# WHAT THE TASK ASKS:
Render every line of the rows below as a Markdown table with the columns Number and Line, skipping blank lines and numbering the rest in order.
***
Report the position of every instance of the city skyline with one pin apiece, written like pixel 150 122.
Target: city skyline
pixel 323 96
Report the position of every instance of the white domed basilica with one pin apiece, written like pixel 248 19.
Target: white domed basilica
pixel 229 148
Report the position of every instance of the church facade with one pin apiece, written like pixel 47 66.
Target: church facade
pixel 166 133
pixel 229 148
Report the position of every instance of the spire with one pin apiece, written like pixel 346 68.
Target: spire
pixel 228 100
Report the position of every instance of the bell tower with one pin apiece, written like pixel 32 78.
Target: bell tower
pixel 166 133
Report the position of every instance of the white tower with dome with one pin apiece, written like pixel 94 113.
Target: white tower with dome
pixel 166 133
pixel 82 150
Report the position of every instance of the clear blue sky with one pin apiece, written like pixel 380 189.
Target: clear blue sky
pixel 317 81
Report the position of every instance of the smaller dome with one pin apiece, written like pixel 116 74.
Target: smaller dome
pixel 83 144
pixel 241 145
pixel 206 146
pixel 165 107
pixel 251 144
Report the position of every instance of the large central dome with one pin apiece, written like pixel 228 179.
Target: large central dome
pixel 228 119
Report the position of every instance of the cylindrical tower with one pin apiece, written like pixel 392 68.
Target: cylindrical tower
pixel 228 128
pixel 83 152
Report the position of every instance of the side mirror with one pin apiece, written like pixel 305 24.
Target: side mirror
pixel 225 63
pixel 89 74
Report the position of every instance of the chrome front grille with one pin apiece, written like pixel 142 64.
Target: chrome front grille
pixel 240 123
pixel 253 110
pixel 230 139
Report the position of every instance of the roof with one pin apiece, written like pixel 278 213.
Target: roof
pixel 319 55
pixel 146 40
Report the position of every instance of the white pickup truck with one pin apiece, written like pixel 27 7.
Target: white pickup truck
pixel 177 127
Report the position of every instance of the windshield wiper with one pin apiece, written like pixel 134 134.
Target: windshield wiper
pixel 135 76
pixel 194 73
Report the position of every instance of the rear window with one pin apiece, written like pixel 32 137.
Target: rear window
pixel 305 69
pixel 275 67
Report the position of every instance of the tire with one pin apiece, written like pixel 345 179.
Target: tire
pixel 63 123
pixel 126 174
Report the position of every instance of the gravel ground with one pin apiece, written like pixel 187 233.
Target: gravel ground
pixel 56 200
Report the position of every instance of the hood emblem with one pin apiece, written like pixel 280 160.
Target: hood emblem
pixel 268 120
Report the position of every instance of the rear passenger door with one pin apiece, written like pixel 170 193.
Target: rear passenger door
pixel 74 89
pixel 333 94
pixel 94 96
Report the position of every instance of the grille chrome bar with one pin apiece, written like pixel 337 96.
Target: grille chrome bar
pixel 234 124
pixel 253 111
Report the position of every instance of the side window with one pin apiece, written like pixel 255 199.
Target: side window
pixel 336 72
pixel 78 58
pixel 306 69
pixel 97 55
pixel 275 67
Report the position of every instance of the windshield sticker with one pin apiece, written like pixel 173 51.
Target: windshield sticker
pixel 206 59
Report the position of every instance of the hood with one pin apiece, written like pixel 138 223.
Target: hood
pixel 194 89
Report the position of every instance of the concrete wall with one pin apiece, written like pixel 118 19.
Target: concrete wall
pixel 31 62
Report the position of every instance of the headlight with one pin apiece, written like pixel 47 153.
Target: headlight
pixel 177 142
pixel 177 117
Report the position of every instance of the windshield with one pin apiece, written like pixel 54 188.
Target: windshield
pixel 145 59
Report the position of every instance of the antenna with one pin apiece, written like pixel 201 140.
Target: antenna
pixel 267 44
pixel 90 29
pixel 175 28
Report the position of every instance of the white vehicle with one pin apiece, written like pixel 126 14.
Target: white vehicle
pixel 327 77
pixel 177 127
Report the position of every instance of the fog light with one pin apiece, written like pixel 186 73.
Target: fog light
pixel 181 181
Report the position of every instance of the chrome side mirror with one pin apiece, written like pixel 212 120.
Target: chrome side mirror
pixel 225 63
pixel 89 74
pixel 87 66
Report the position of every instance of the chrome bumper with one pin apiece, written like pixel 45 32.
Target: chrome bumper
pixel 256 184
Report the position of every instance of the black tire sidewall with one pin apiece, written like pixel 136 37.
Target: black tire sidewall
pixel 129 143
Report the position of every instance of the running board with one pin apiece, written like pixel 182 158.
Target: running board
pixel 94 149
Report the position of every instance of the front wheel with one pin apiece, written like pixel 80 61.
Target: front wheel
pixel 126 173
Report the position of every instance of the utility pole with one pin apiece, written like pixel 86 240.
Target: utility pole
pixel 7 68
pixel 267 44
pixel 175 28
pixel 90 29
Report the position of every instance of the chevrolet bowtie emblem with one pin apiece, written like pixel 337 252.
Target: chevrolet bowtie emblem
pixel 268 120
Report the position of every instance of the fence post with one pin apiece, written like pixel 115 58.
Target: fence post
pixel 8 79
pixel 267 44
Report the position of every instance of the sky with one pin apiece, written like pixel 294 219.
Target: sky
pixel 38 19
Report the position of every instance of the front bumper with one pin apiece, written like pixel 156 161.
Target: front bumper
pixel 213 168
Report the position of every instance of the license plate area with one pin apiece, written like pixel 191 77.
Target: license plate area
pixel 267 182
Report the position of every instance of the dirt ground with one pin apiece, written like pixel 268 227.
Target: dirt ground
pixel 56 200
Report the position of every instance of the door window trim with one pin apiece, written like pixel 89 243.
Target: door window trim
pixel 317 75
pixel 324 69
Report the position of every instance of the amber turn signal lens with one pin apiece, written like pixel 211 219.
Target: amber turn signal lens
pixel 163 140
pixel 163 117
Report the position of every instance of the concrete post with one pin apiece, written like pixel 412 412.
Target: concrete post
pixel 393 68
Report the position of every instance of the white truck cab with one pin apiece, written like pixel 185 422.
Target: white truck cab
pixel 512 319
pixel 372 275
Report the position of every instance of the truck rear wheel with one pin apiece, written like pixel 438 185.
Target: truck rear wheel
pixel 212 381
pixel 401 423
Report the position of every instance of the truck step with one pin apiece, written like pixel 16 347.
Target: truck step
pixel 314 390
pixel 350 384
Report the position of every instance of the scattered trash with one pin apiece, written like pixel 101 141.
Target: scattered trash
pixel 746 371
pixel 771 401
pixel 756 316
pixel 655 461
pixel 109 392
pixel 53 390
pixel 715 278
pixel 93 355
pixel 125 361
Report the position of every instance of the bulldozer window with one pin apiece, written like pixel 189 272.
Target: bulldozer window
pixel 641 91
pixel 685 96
***
# EXERCISE SOLUTION:
| Number | Line |
|---|---|
| 1 | Report the position of every instance of the city skyline with one pin apiece, written like pixel 150 122. |
| 2 | Target: city skyline |
| 3 | pixel 323 96 |
| 4 | Report the position of every instance of the white domed basilica with one pin apiece, written like pixel 248 19. |
| 5 | Target: white domed basilica |
| 6 | pixel 229 148 |
| 7 | Report the position of every instance of the church facade with one pin apiece, written like pixel 47 66. |
| 8 | Target: church facade |
| 9 | pixel 166 133 |
| 10 | pixel 229 148 |
| 11 | Report the position of every instance of the spire with one pin apiece, written like pixel 346 68. |
| 12 | Target: spire |
| 13 | pixel 228 100 |
| 14 | Report the position of every instance of the bell tower with one pin apiece, written like pixel 32 78. |
| 15 | Target: bell tower |
| 16 | pixel 166 133 |
| 17 | Report the position of every instance of the white tower with dome with one pin apiece, written like pixel 94 113. |
| 18 | Target: white tower with dome |
| 19 | pixel 166 133 |
| 20 | pixel 82 150 |
| 21 | Report the position of every instance of the clear blue sky with one pin apiece, written like pixel 380 189. |
| 22 | Target: clear blue sky |
| 23 | pixel 317 81 |
| 24 | Report the position of every instance of the smaller dome with one pin apiece, written like pixel 116 74. |
| 25 | Target: smaller dome |
| 26 | pixel 83 144 |
| 27 | pixel 241 145 |
| 28 | pixel 206 146 |
| 29 | pixel 165 107 |
| 30 | pixel 251 144 |
| 31 | Report the position of every instance of the large central dome with one pin apiece, written like pixel 228 179. |
| 32 | Target: large central dome |
| 33 | pixel 228 119 |
| 34 | Report the position of every instance of the cylindrical tower with one pin apiece, written like pixel 392 68. |
| 35 | Target: cylindrical tower |
| 36 | pixel 228 128 |
| 37 | pixel 83 152 |
| 38 | Report the position of every instance of the side mirror with one pin apiece, written like pixel 305 24. |
| 39 | Target: side mirror |
| 40 | pixel 225 63 |
| 41 | pixel 89 74 |
| 42 | Report the position of every instance of the chrome front grille with one pin apiece, written like pixel 142 64. |
| 43 | Target: chrome front grille |
| 44 | pixel 240 123 |
| 45 | pixel 253 110 |
| 46 | pixel 230 139 |
| 47 | Report the position of every instance of the roof with one pin apiece, written like pixel 278 213. |
| 48 | Target: roof |
| 49 | pixel 319 55 |
| 50 | pixel 146 40 |
| 51 | Report the position of every instance of the white pickup truck with one pin apiece, written like pixel 27 7. |
| 52 | Target: white pickup truck |
| 53 | pixel 177 127 |
| 54 | Report the position of every instance of the windshield wiper with one pin apiece, written like pixel 134 134. |
| 55 | Target: windshield wiper |
| 56 | pixel 135 76 |
| 57 | pixel 194 73 |
| 58 | Report the position of every instance of the rear window with one pin apiece, written like pixel 32 137. |
| 59 | Target: rear window |
| 60 | pixel 305 69 |
| 61 | pixel 275 67 |
| 62 | Report the position of every instance of the tire with one pin apiece, written like pixel 345 179. |
| 63 | Target: tire |
| 64 | pixel 63 123 |
| 65 | pixel 126 174 |
| 66 | Report the position of every instance of the gravel ground with one pin apiece, written like pixel 187 233. |
| 67 | Target: gravel ground |
| 68 | pixel 56 200 |
| 69 | Report the position of every instance of the hood emblem with one pin apiece, written like pixel 280 160. |
| 70 | Target: hood emblem |
| 71 | pixel 268 120 |
| 72 | Report the position of every instance of the rear passenger door with one pin apiece, written like pixel 170 193. |
| 73 | Target: rear passenger door |
| 74 | pixel 74 89 |
| 75 | pixel 333 94 |
| 76 | pixel 94 96 |
| 77 | Report the position of every instance of the grille chrome bar with one pin apiece, written like pixel 337 96. |
| 78 | Target: grille chrome bar |
| 79 | pixel 234 124 |
| 80 | pixel 253 111 |
| 81 | Report the position of every instance of the side window with one pin apiece, written like pixel 255 199. |
| 82 | Target: side window |
| 83 | pixel 336 72 |
| 84 | pixel 78 58 |
| 85 | pixel 306 69 |
| 86 | pixel 97 55 |
| 87 | pixel 275 67 |
| 88 | Report the position of every instance of the windshield sticker with one pin apiece, written like pixel 173 51. |
| 89 | Target: windshield sticker |
| 90 | pixel 206 59 |
| 91 | Report the position of every instance of the hood with one pin apiece, written like pixel 138 223. |
| 92 | Target: hood |
| 93 | pixel 194 89 |
| 94 | Report the position of every instance of the concrete wall with one pin apiece, written like pixel 118 19. |
| 95 | Target: concrete wall |
| 96 | pixel 31 62 |
| 97 | Report the position of every instance of the headlight with one pin apiece, written like pixel 47 153. |
| 98 | Target: headlight |
| 99 | pixel 177 142 |
| 100 | pixel 177 117 |
| 101 | Report the position of every instance of the windshield with one pin apiece, written like pixel 54 188. |
| 102 | Target: windshield |
| 103 | pixel 145 59 |
| 104 | Report the position of every instance of the antenna with one pin apiece, written like pixel 201 140. |
| 105 | Target: antenna |
| 106 | pixel 267 44 |
| 107 | pixel 90 29 |
| 108 | pixel 175 28 |
| 109 | Report the position of every instance of the white vehicle with one pin apiece, written like pixel 126 14. |
| 110 | Target: white vehicle |
| 111 | pixel 327 77 |
| 112 | pixel 177 127 |
| 113 | Report the position of every instance of the fog light with one pin apiece, written like pixel 186 73. |
| 114 | Target: fog light |
| 115 | pixel 181 181 |
| 116 | Report the position of every instance of the chrome side mirror with one pin apiece, written like pixel 212 120. |
| 117 | Target: chrome side mirror |
| 118 | pixel 225 63 |
| 119 | pixel 89 74 |
| 120 | pixel 87 66 |
| 121 | Report the position of every instance of the chrome bumper with one pin apiece, written like pixel 45 32. |
| 122 | Target: chrome bumper |
| 123 | pixel 256 184 |
| 124 | Report the position of every instance of the black tire sidewall with one pin apiece, written like pixel 136 37. |
| 125 | Target: black tire sidewall |
| 126 | pixel 129 143 |
| 127 | Report the position of every instance of the running board with one pin apiece, written like pixel 182 158. |
| 128 | Target: running board |
| 129 | pixel 94 149 |
| 130 | Report the position of every instance of the front wheel with one pin apiece, written like pixel 80 61. |
| 131 | Target: front wheel |
| 132 | pixel 126 173 |
| 133 | Report the position of every instance of the utility pole with one pin apiece, written like pixel 86 240. |
| 134 | Target: utility pole |
| 135 | pixel 7 68 |
| 136 | pixel 267 44 |
| 137 | pixel 175 28 |
| 138 | pixel 90 29 |
| 139 | Report the position of every instance of the chevrolet bowtie emblem with one pin apiece, written like pixel 337 252. |
| 140 | Target: chevrolet bowtie emblem |
| 141 | pixel 268 120 |
| 142 | Report the position of every instance of the fence post with one pin apiece, written like pixel 115 58. |
| 143 | Target: fence post |
| 144 | pixel 8 79 |
| 145 | pixel 267 44 |
| 146 | Report the position of every instance of the sky with one pin apiece, written like pixel 294 219. |
| 147 | Target: sky |
| 148 | pixel 38 19 |
| 149 | Report the position of every instance of the front bumper with one pin apiece, written like pixel 156 161. |
| 150 | Target: front bumper |
| 151 | pixel 213 168 |
| 152 | Report the position of every instance of the license plate area with one pin apiece, written like pixel 191 77. |
| 153 | Target: license plate area |
| 154 | pixel 267 182 |
| 155 | Report the position of every instance of the dirt ground with one pin apiece, written like pixel 268 227. |
| 156 | Target: dirt ground |
| 157 | pixel 56 200 |
| 158 | Report the position of every instance of the door window trim with one pin apiece, written like pixel 89 243. |
| 159 | Target: door window trim |
| 160 | pixel 317 75 |
| 161 | pixel 324 69 |
| 162 | Report the position of every instance of the amber turn signal lens with one pin apiece, written like pixel 211 219. |
| 163 | Target: amber turn signal lens |
| 164 | pixel 163 140 |
| 165 | pixel 163 117 |
| 166 | Report the position of every instance of the concrete post with one pin apiece, written like pixel 412 412. |
| 167 | Target: concrete post |
| 168 | pixel 393 68 |
| 169 | Report the position of every instance of the white truck cab with one pin apiece, written like pixel 185 422. |
| 170 | Target: white truck cab |
| 171 | pixel 512 319 |
| 172 | pixel 372 275 |
| 173 | Report the position of every instance of the truck rear wheel with one pin apiece, written like pixel 438 185. |
| 174 | Target: truck rear wheel |
| 175 | pixel 212 381 |
| 176 | pixel 401 423 |
| 177 | Report the position of every instance of the truck step with one pin apiece, written like pixel 16 347. |
| 178 | Target: truck step |
| 179 | pixel 314 390 |
| 180 | pixel 350 384 |
| 181 | Report the position of every instance of the scattered trash with one pin apiece, written like pixel 101 141. |
| 182 | Target: scattered trash |
| 183 | pixel 746 371 |
| 184 | pixel 771 401 |
| 185 | pixel 756 316 |
| 186 | pixel 655 461 |
| 187 | pixel 109 392 |
| 188 | pixel 53 390 |
| 189 | pixel 715 278 |
| 190 | pixel 93 355 |
| 191 | pixel 125 361 |
| 192 | Report the position of every instance of the bulldozer window with one pin apiece, written like pixel 189 272. |
| 193 | Target: bulldozer window |
| 194 | pixel 641 91 |
| 195 | pixel 685 96 |